### Supplied records
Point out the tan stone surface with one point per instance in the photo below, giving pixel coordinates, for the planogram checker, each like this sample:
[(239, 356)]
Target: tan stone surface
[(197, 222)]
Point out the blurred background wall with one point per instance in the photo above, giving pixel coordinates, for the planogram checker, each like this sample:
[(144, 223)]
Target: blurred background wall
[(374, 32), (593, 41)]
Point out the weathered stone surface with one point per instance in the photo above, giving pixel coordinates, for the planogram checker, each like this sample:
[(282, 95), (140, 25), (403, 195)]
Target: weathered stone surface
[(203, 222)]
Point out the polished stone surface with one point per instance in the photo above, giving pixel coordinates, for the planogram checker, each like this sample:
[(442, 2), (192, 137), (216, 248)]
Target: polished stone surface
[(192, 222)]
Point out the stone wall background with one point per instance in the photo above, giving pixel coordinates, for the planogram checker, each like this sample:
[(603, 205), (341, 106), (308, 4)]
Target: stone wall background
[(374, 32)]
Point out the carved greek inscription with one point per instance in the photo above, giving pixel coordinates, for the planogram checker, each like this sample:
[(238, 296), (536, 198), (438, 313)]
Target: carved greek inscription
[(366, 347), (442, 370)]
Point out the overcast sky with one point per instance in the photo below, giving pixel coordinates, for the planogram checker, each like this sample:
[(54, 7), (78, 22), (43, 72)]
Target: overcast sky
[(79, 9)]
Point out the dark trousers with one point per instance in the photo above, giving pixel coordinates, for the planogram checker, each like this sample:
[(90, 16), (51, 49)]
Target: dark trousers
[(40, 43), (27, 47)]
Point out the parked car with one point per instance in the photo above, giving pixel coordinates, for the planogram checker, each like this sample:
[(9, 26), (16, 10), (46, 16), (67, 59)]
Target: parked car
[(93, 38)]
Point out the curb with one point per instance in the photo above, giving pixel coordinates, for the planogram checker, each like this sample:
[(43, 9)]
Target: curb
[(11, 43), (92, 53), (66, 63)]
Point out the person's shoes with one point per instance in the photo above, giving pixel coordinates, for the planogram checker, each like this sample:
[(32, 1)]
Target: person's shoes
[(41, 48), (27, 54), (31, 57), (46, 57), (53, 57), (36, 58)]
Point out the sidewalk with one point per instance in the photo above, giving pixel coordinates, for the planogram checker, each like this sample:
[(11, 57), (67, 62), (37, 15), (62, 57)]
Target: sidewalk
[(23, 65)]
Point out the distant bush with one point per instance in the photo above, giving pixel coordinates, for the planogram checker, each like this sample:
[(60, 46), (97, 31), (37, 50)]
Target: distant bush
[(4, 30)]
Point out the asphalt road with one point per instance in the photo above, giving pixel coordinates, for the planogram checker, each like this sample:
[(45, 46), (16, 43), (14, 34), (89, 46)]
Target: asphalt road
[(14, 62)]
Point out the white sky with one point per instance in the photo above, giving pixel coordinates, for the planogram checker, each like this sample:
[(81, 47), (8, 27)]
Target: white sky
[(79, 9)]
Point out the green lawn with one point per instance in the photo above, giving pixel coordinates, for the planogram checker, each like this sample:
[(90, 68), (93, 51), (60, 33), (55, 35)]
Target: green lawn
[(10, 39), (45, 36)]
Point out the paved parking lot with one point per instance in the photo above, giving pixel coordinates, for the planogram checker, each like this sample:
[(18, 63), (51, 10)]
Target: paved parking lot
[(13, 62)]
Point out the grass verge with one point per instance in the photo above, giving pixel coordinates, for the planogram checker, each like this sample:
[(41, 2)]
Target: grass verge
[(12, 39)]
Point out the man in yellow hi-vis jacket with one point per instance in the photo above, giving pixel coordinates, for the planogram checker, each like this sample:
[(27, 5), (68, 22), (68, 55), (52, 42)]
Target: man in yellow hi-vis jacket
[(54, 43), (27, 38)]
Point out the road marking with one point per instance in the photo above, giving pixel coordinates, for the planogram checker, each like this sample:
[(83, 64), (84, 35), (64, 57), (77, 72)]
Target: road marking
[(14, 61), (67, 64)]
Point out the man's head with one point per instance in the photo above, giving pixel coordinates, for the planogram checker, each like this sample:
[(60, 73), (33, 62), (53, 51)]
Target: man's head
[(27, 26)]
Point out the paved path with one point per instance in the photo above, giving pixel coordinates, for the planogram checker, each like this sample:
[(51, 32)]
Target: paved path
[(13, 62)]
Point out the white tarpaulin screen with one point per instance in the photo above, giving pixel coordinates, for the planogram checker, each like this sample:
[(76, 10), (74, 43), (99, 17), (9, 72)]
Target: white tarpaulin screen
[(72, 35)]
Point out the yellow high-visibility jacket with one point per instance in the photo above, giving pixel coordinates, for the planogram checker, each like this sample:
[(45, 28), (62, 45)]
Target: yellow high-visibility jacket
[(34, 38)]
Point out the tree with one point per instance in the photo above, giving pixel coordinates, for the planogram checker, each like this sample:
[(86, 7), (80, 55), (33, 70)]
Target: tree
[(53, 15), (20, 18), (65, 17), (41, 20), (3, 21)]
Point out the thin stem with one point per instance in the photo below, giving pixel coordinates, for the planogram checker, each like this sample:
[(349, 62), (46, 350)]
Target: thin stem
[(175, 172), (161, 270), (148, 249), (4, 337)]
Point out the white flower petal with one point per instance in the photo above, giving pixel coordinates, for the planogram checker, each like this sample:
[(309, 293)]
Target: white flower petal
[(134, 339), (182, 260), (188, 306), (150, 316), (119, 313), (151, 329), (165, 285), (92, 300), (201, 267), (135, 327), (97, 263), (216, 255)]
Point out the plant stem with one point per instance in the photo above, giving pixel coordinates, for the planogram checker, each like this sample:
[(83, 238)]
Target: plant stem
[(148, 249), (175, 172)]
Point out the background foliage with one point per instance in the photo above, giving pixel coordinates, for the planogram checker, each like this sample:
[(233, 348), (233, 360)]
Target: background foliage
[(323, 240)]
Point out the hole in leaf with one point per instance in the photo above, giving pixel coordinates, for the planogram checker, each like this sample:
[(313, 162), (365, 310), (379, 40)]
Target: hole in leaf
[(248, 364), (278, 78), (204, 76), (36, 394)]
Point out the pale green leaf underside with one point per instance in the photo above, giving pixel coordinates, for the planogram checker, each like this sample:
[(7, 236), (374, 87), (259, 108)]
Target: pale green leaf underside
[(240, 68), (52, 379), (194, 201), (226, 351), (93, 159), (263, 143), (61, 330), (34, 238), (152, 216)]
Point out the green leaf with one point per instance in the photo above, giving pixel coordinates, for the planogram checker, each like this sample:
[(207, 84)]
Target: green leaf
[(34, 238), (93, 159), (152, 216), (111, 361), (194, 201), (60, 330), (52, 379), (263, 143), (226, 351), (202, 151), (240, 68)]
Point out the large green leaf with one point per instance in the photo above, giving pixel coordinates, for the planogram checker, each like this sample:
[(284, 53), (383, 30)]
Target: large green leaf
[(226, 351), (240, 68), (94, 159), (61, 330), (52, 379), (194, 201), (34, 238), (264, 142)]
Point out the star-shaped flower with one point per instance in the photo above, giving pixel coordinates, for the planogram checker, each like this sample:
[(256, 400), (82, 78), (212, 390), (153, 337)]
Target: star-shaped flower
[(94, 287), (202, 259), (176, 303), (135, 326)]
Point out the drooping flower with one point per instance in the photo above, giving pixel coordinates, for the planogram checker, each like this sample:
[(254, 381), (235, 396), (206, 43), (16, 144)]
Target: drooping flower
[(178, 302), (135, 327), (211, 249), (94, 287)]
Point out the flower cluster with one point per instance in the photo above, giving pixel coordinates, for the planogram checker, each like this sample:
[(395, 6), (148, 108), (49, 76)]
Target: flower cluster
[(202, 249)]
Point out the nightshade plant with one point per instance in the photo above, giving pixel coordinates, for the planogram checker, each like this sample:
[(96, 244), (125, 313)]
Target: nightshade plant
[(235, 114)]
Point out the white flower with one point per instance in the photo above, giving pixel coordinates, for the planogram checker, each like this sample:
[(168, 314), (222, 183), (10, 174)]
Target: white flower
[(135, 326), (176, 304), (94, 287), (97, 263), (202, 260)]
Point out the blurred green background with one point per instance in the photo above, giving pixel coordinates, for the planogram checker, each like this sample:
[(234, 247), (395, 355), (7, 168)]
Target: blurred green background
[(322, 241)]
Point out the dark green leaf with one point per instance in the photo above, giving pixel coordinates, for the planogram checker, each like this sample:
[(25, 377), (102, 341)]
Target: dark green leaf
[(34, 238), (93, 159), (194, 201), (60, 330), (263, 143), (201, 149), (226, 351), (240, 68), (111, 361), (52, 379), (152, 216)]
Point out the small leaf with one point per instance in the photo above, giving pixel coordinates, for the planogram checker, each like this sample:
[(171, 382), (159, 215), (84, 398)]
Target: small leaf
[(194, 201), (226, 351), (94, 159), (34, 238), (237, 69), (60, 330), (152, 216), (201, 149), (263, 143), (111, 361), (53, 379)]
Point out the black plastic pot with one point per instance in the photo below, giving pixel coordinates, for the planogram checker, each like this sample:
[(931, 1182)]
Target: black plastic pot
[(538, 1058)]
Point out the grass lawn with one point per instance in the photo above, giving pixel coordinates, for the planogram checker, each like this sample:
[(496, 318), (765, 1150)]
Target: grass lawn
######
[What is needed]
Note how many lines of the listing above contain the string "below", and give that number with nothing added.

[Result]
4